— BEGIN —
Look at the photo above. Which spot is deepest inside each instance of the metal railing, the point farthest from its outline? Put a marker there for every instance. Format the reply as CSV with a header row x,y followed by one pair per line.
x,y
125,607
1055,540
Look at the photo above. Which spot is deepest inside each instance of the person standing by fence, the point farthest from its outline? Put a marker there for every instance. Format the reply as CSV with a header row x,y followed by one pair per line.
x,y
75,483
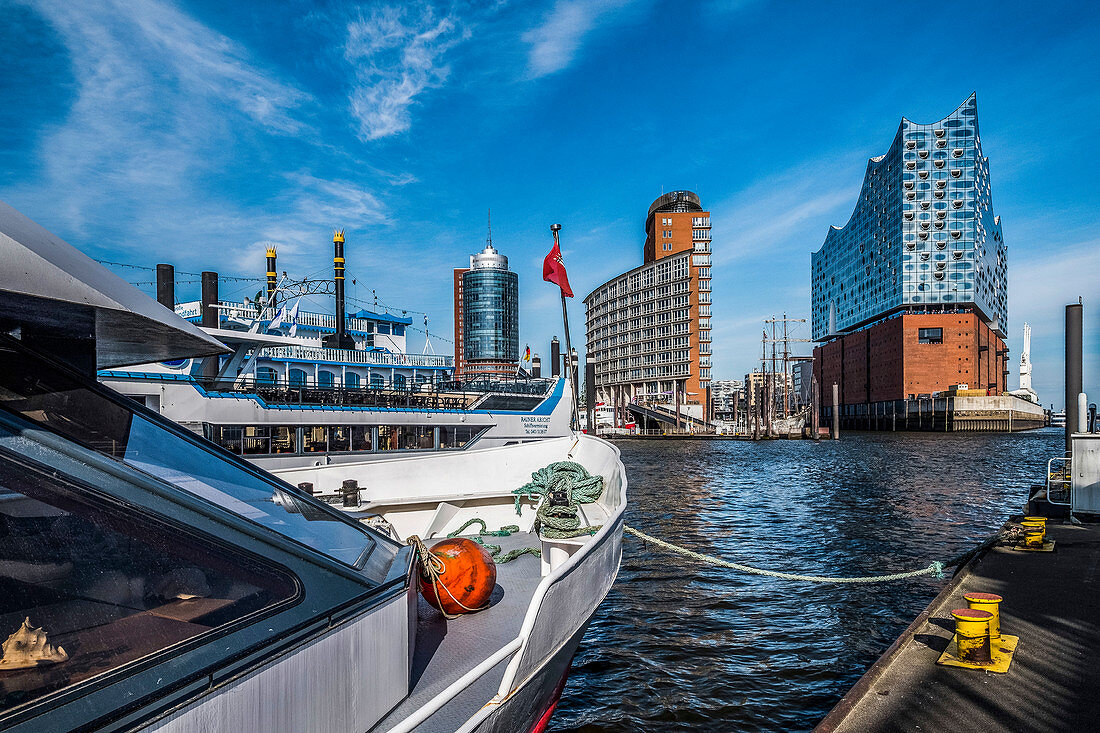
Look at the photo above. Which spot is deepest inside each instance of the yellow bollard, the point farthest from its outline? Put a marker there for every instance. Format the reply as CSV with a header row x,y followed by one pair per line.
— END —
### WHAT YOU ARE ASKED TO DO:
Copy every row above word for word, leaving out the pictures.

### CORRECT OUTPUT:
Look at the photo above. Which spot is deepest inside each instance of the metal railing, the point farthest from its outline? Put a marker there for every instance. Format the reply as CSV with a header row x,y followed by one pair per line.
x,y
125,607
1055,540
Look at the photo above. Which spot is deepest inside each instance of the person standing by fence, the point farthest from its outline? Put a marker there for every instance. Format the reply as CSV with a header row x,y followed by one pair per line.
x,y
75,483
Look at the photo above. Which spot is deepest inside each instance of the yellow bollard, the point farthest from its outline? Put a marker there for every instance. Format the reply as CSV with a header row x,y followed by one pair per line.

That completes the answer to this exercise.